====== Material provided ======
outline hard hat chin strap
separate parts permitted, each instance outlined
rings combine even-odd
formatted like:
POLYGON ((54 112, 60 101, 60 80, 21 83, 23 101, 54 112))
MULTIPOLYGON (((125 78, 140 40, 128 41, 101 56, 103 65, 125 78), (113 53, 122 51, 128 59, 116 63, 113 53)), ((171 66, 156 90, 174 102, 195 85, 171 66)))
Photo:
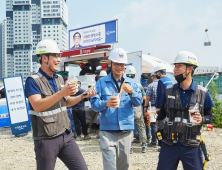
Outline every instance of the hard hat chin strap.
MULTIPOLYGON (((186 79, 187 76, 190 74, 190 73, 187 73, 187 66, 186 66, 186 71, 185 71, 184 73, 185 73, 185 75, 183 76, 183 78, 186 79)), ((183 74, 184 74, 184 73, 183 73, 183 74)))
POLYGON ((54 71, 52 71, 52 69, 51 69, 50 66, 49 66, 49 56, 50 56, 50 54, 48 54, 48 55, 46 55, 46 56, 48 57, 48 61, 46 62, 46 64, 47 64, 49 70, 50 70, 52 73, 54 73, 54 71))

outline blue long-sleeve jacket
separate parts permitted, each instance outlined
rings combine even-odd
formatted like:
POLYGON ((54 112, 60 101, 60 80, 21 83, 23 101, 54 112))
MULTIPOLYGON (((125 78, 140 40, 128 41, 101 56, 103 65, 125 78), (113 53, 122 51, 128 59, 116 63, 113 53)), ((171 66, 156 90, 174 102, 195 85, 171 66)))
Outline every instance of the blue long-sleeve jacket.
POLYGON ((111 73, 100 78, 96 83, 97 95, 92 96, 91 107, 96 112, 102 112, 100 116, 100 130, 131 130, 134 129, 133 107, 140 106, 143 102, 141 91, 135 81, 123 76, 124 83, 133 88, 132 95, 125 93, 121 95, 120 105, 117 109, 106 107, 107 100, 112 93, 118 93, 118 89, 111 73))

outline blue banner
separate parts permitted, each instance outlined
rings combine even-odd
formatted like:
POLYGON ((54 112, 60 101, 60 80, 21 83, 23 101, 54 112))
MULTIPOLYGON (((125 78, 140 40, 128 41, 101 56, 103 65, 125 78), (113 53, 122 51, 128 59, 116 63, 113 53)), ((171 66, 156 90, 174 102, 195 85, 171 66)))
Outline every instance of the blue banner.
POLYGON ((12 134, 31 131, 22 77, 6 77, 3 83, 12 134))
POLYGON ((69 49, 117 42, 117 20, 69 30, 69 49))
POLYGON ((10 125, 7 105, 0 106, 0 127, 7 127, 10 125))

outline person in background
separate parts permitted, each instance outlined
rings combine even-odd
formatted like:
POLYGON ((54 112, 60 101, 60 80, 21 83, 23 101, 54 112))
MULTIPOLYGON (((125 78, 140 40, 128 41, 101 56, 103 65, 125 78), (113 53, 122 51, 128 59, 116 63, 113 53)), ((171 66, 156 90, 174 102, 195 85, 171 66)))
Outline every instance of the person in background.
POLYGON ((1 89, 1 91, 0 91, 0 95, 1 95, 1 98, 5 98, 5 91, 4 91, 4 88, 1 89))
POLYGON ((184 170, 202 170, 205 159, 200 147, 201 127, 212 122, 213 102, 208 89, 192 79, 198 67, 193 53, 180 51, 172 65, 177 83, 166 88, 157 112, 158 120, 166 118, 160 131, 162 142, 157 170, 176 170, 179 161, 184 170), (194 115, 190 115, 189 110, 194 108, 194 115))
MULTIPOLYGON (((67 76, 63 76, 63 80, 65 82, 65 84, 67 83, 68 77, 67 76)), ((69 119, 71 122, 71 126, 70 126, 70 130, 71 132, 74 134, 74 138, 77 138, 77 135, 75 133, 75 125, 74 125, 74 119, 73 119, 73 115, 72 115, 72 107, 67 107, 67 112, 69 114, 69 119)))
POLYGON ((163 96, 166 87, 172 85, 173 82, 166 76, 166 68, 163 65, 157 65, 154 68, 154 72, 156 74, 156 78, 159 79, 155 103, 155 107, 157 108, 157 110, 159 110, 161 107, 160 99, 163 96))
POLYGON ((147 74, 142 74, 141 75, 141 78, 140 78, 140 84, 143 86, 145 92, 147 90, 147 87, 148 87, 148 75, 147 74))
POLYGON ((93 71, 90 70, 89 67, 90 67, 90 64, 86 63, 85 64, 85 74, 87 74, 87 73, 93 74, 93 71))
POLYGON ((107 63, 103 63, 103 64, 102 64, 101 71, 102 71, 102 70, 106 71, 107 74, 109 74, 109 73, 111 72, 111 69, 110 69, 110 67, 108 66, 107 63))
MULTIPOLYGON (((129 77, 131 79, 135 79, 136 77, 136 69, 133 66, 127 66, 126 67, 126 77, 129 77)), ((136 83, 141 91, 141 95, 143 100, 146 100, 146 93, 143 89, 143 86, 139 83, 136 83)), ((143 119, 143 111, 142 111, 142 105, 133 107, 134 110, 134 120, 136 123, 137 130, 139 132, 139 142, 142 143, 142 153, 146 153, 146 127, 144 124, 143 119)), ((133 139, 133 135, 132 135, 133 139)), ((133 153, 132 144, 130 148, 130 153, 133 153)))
======
• What you need to do: Set down each line of the material exactly and skip every image.

• The answer:
outline hard hat chin strap
separate parts permitted, each instance outlined
rings combine even-odd
formatted like:
POLYGON ((54 112, 60 101, 60 80, 21 83, 23 101, 54 112))
MULTIPOLYGON (((125 78, 140 40, 128 41, 101 56, 103 65, 125 78), (113 53, 122 51, 128 59, 116 63, 113 53)), ((171 66, 156 90, 174 102, 195 85, 171 66)))
Photo:
Outline every instance of the hard hat chin strap.
MULTIPOLYGON (((186 79, 187 76, 190 74, 190 73, 187 73, 187 66, 186 66, 186 71, 185 71, 184 73, 185 73, 185 75, 183 76, 183 78, 186 79)), ((183 74, 184 74, 184 73, 183 73, 183 74)))
POLYGON ((54 71, 52 71, 52 69, 51 69, 50 66, 49 66, 49 56, 50 56, 50 54, 48 54, 48 55, 46 55, 46 56, 48 57, 48 61, 46 62, 46 64, 47 64, 49 70, 50 70, 52 73, 54 73, 54 71))

outline blue long-sleeve jacket
separate parts permitted, each instance outlined
rings combine even-odd
formatted like:
POLYGON ((54 112, 60 101, 60 80, 21 83, 23 101, 54 112))
MULTIPOLYGON (((125 78, 140 40, 128 41, 101 56, 103 65, 125 78), (113 53, 122 51, 128 59, 116 63, 113 53)), ((171 66, 156 90, 174 102, 195 85, 171 66)))
Outline every instance of the blue long-sleeve jacket.
POLYGON ((111 73, 100 78, 96 83, 97 95, 92 96, 91 107, 96 112, 102 112, 100 116, 100 130, 131 130, 134 129, 133 107, 140 106, 143 102, 141 91, 135 81, 123 76, 124 83, 133 88, 132 95, 125 93, 121 95, 120 105, 117 109, 106 107, 107 100, 112 93, 118 93, 118 89, 111 73))

outline blue banner
separate parts permitted, each instance outlined
rings combine even-odd
formatted like:
POLYGON ((54 112, 60 101, 60 80, 21 83, 23 101, 54 112))
MULTIPOLYGON (((125 78, 140 40, 128 41, 101 56, 103 65, 125 78), (113 53, 122 51, 128 59, 116 63, 113 53)), ((171 66, 156 90, 174 102, 195 85, 171 66)))
Outline every instance of the blue banner.
POLYGON ((12 134, 31 131, 22 77, 6 77, 3 83, 12 134))
POLYGON ((69 49, 117 42, 117 20, 69 30, 69 49))
POLYGON ((10 125, 7 105, 0 106, 0 127, 7 127, 10 125))

outline person in background
separate parts permitted, each instance outlined
rings combine even-odd
formatted like:
POLYGON ((54 112, 60 101, 60 80, 21 83, 23 101, 54 112))
MULTIPOLYGON (((125 78, 140 40, 128 41, 101 56, 103 65, 125 78), (113 53, 122 51, 128 59, 116 63, 113 53)), ((171 66, 156 90, 174 102, 195 85, 171 66)))
Outline every instance of the person in background.
POLYGON ((1 89, 1 91, 0 91, 0 95, 1 95, 1 98, 5 98, 5 91, 4 91, 4 88, 1 89))
POLYGON ((184 170, 202 170, 205 159, 200 147, 201 127, 212 122, 213 102, 208 89, 192 79, 198 67, 193 53, 180 51, 172 65, 177 83, 166 88, 157 112, 158 120, 166 118, 160 131, 162 142, 157 170, 176 170, 179 161, 184 170), (194 115, 190 115, 189 110, 194 108, 194 115))
MULTIPOLYGON (((67 76, 63 76, 63 80, 65 82, 65 84, 67 83, 68 77, 67 76)), ((69 119, 71 122, 71 126, 70 126, 70 130, 71 132, 74 134, 74 138, 77 138, 77 135, 75 133, 75 125, 74 125, 74 119, 73 119, 73 115, 72 115, 72 107, 67 107, 67 112, 69 114, 69 119)))
POLYGON ((163 96, 166 87, 172 85, 173 82, 166 76, 166 68, 163 65, 157 65, 154 68, 154 72, 156 74, 156 78, 159 79, 155 103, 155 107, 157 108, 157 110, 159 110, 161 107, 160 99, 163 96))
POLYGON ((147 74, 142 74, 141 75, 141 78, 140 78, 140 84, 143 86, 145 92, 147 90, 147 87, 148 87, 148 75, 147 74))
POLYGON ((93 71, 90 70, 89 67, 90 67, 90 64, 86 63, 85 64, 85 74, 87 74, 87 73, 93 74, 93 71))
POLYGON ((107 63, 103 63, 103 64, 102 64, 101 71, 102 71, 102 70, 106 71, 107 74, 109 74, 109 73, 111 72, 111 69, 110 69, 110 67, 108 66, 107 63))
MULTIPOLYGON (((129 77, 131 79, 135 79, 136 77, 136 69, 133 66, 127 66, 126 67, 126 77, 129 77)), ((136 83, 141 91, 141 95, 143 100, 146 100, 146 93, 143 89, 143 86, 139 83, 136 83)), ((143 119, 143 111, 142 111, 142 105, 133 107, 134 110, 134 120, 136 123, 137 130, 139 132, 139 142, 142 143, 142 153, 146 153, 146 127, 144 124, 143 119)), ((133 139, 133 135, 132 135, 133 139)), ((133 153, 132 144, 130 148, 130 153, 133 153)))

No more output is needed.